▸ **WRITTEN INSTRUCTION 1**
In the text on Lean inductive types, what does "Sort u" mean when Lean uses it?

Our counterexample is going to be the following: We define f : X → Y by f(p)=q and g : Y → Z by g(q)=g(r)=s. Let’s do this.

open X Y Z

def f : X → Y
| p := q

def g : Y → Z
| q := s
| r := s

As a mathematician I find the use of the | symbol quite intimidating (especially that we are now using it in a different way), but given that I’ve told you what we’re doing and now I’m telling you how we are doing it, you can probably guess what it all means. One can now go ahead and state the result:

open function

example : ¬ (∀ (X Y Z : Type) (f : X → Y) (g : Y → Z),
  injective (g ∘ f) → injective g) :=

and now if you fancy proving a mathematical theorem by playing a puzzle game, you can click here to get all the code at once, and have a go. Instead of talking about the proof though, I want to talk about the rather surprising (at least to me) fact that Lean is defining f and g by recursion.

What happens when we define an inductive type?

What happens under the hood when Lean sees this code

inductive X : Type
| p : X

is quite surprising (at least to me as a mathematician). I’ve been arguing above that we should think of this code as saying “Let X := \{p\} be a set with one element”. But here’s what’s really going on when Lean sees this code. Unsurprisingly, Lean defines a new type X and a new term p (or more precisely X.p) of type X. It also defines one more new thing, which expresses that p is the only element of X. But the way it does this is surprising: it defines the so-called recursor for X, which is the following statement:

X.rec : ∀ {C : X → Sort u}, C p → (∀ (x : X), C x)

Whatever does that mean? Well first I think I’d better explain what this Sort u thing is. I’ve written in the past an explanation of how sets and their elements, and theorems and their proofs, are unified in Lean’s type theory as types and their terms. The sets/elements story goes on in the Type universe, and the theorems/proofs story goes on in the Prop universe. When Lean says Sort u it means “either of these universes”. So we can rewrite X.rec as two statements:

X.recursor : ∀ {C : X → Type}, C p → (∀ (x : X), C x)

▸ **WRITTEN INSTRUCTION 2**
Output the entries as a Markdown table with columns Row and Line, starting with the line with "return mask of <item>black trousers</item>" and going on through the line with "405 481 L 405". Leave out blank lines and number each row.

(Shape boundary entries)
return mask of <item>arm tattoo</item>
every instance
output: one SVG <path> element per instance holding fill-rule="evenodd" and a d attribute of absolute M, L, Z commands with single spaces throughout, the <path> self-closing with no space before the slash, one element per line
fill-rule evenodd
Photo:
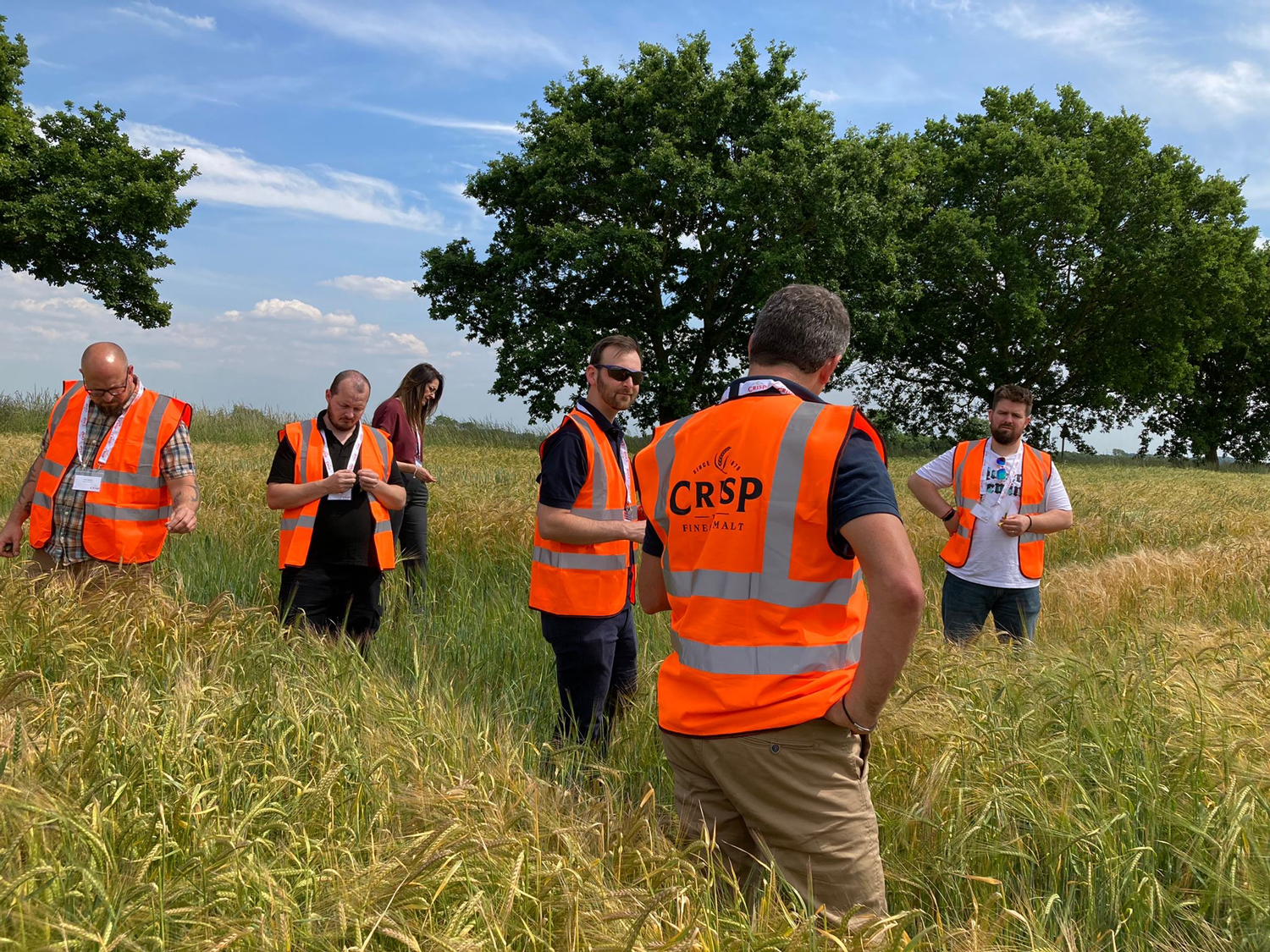
<path fill-rule="evenodd" d="M 36 498 L 36 480 L 39 479 L 39 467 L 43 462 L 44 454 L 41 453 L 27 471 L 27 479 L 23 480 L 22 489 L 18 490 L 18 501 L 13 505 L 13 514 L 24 520 L 30 515 L 30 503 Z"/>
<path fill-rule="evenodd" d="M 173 503 L 180 503 L 182 505 L 198 505 L 201 496 L 198 493 L 198 484 L 193 486 L 180 486 L 175 493 L 171 494 Z"/>

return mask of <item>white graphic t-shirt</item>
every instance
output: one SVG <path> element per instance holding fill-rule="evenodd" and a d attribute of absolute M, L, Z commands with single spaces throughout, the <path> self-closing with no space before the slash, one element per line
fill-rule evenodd
<path fill-rule="evenodd" d="M 956 447 L 947 451 L 937 459 L 932 459 L 917 471 L 917 475 L 928 482 L 933 482 L 940 489 L 952 485 L 952 454 Z M 994 519 L 975 519 L 974 534 L 970 537 L 970 557 L 960 569 L 949 566 L 949 571 L 959 579 L 973 581 L 979 585 L 993 585 L 1002 589 L 1031 589 L 1040 585 L 1036 579 L 1026 578 L 1019 571 L 1019 539 L 1007 536 L 997 526 L 1001 519 L 1019 512 L 1019 496 L 1022 493 L 1024 467 L 1022 446 L 1011 456 L 999 456 L 989 442 L 983 451 L 983 475 L 979 479 L 979 498 L 988 501 L 996 498 L 999 500 L 994 513 Z M 1008 481 L 1008 487 L 1006 482 Z M 1063 479 L 1058 475 L 1058 466 L 1054 466 L 1054 475 L 1050 476 L 1049 486 L 1045 489 L 1044 508 L 1071 509 L 1072 501 L 1067 498 L 1063 487 Z"/>

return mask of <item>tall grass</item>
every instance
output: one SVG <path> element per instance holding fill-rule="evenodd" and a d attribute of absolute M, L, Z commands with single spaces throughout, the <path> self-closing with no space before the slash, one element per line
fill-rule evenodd
<path fill-rule="evenodd" d="M 269 428 L 196 440 L 204 505 L 164 553 L 170 598 L 36 597 L 0 567 L 0 943 L 852 946 L 775 881 L 742 905 L 672 838 L 663 618 L 640 618 L 608 759 L 544 758 L 532 448 L 429 439 L 425 611 L 390 578 L 366 664 L 269 611 Z M 6 440 L 10 500 L 36 447 Z M 1063 473 L 1077 526 L 1049 546 L 1022 654 L 942 645 L 941 529 L 900 494 L 928 608 L 870 768 L 894 913 L 878 941 L 1270 948 L 1270 481 Z"/>

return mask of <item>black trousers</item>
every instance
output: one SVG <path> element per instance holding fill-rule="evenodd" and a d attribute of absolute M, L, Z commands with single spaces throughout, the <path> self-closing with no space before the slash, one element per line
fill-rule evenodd
<path fill-rule="evenodd" d="M 384 572 L 364 565 L 288 565 L 282 570 L 278 614 L 284 625 L 300 616 L 323 635 L 344 632 L 364 649 L 380 627 Z"/>
<path fill-rule="evenodd" d="M 405 481 L 405 508 L 389 512 L 392 538 L 400 546 L 399 567 L 411 600 L 423 598 L 428 578 L 428 484 L 417 476 Z"/>
<path fill-rule="evenodd" d="M 613 720 L 635 693 L 635 612 L 627 604 L 607 618 L 540 614 L 542 637 L 556 656 L 555 736 L 603 750 Z"/>

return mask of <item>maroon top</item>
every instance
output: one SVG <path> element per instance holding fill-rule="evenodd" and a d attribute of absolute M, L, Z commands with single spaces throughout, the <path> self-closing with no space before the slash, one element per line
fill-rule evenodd
<path fill-rule="evenodd" d="M 422 462 L 419 459 L 419 443 L 414 438 L 414 429 L 411 429 L 410 421 L 405 419 L 405 407 L 401 406 L 400 400 L 389 397 L 375 407 L 375 416 L 371 418 L 371 425 L 378 426 L 389 434 L 389 439 L 392 440 L 392 456 L 399 462 Z"/>

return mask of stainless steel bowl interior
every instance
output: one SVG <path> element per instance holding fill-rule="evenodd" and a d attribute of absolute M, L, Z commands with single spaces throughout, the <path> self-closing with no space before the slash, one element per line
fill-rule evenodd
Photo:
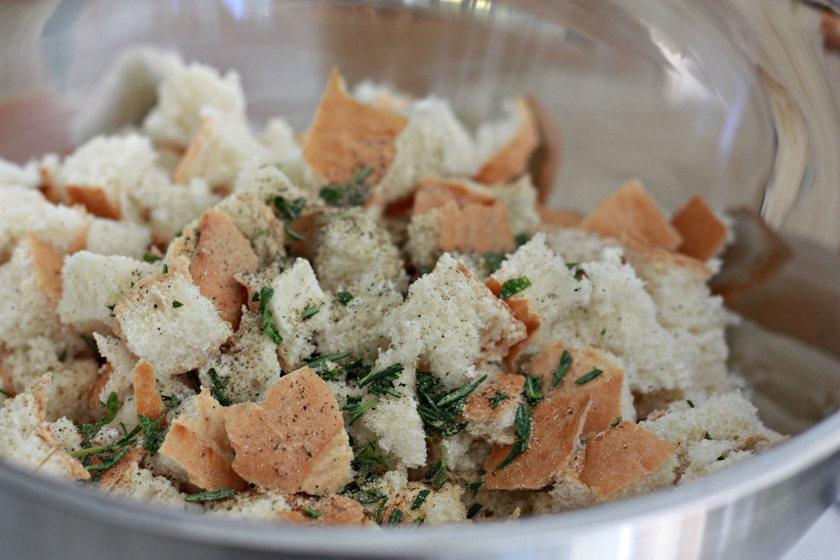
<path fill-rule="evenodd" d="M 725 0 L 7 0 L 0 3 L 0 156 L 23 162 L 70 150 L 83 139 L 80 110 L 115 55 L 149 44 L 238 71 L 258 129 L 274 115 L 307 126 L 335 65 L 350 85 L 371 79 L 414 95 L 449 97 L 470 125 L 494 114 L 506 97 L 528 93 L 562 135 L 551 205 L 586 211 L 636 177 L 669 211 L 694 193 L 718 208 L 759 211 L 778 144 L 767 91 L 745 48 L 749 29 Z M 155 557 L 179 550 L 246 557 L 246 549 L 417 557 L 776 557 L 837 495 L 840 471 L 840 416 L 829 416 L 840 404 L 840 320 L 834 317 L 840 267 L 833 250 L 807 239 L 791 243 L 804 249 L 788 275 L 820 269 L 817 305 L 830 310 L 817 319 L 819 336 L 804 332 L 814 319 L 801 311 L 801 328 L 785 330 L 769 318 L 772 313 L 761 320 L 793 338 L 748 325 L 733 331 L 732 342 L 765 420 L 804 432 L 720 474 L 516 524 L 373 534 L 160 512 L 0 465 L 0 496 L 14 505 L 0 513 L 6 520 L 0 526 L 12 534 L 26 520 L 41 520 L 53 536 L 78 536 L 106 526 L 126 542 L 175 547 L 155 548 Z M 804 285 L 816 290 L 812 282 Z M 758 297 L 754 317 L 767 315 L 778 297 Z M 190 544 L 199 542 L 222 547 Z M 111 550 L 105 546 L 88 543 L 87 550 Z M 131 547 L 140 553 L 141 545 Z M 239 552 L 224 556 L 224 547 Z"/>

▸ **RIGHT ANSWER 1**
It means either the Type universe or the Prop universe.

▸ **RIGHT ANSWER 2**
| Row | Line |
|---|---|
| 1 | return mask of <item>black trousers</item> |
| 2 | every instance |
| 3 | output: one SVG <path> element per instance holding fill-rule="evenodd" and a d attribute of absolute M, L, Z commands with single spaces throughout, the <path> self-closing with no space before the slash, one element per line |
| 4 | fill-rule evenodd |
| 5 | <path fill-rule="evenodd" d="M 384 572 L 364 565 L 288 565 L 282 570 L 278 614 L 284 625 L 300 616 L 323 635 L 344 632 L 364 649 L 380 627 Z"/> |
| 6 | <path fill-rule="evenodd" d="M 405 481 L 405 508 L 389 512 L 392 538 L 400 546 L 399 567 L 411 600 L 423 598 L 428 578 L 428 484 L 417 476 Z"/> |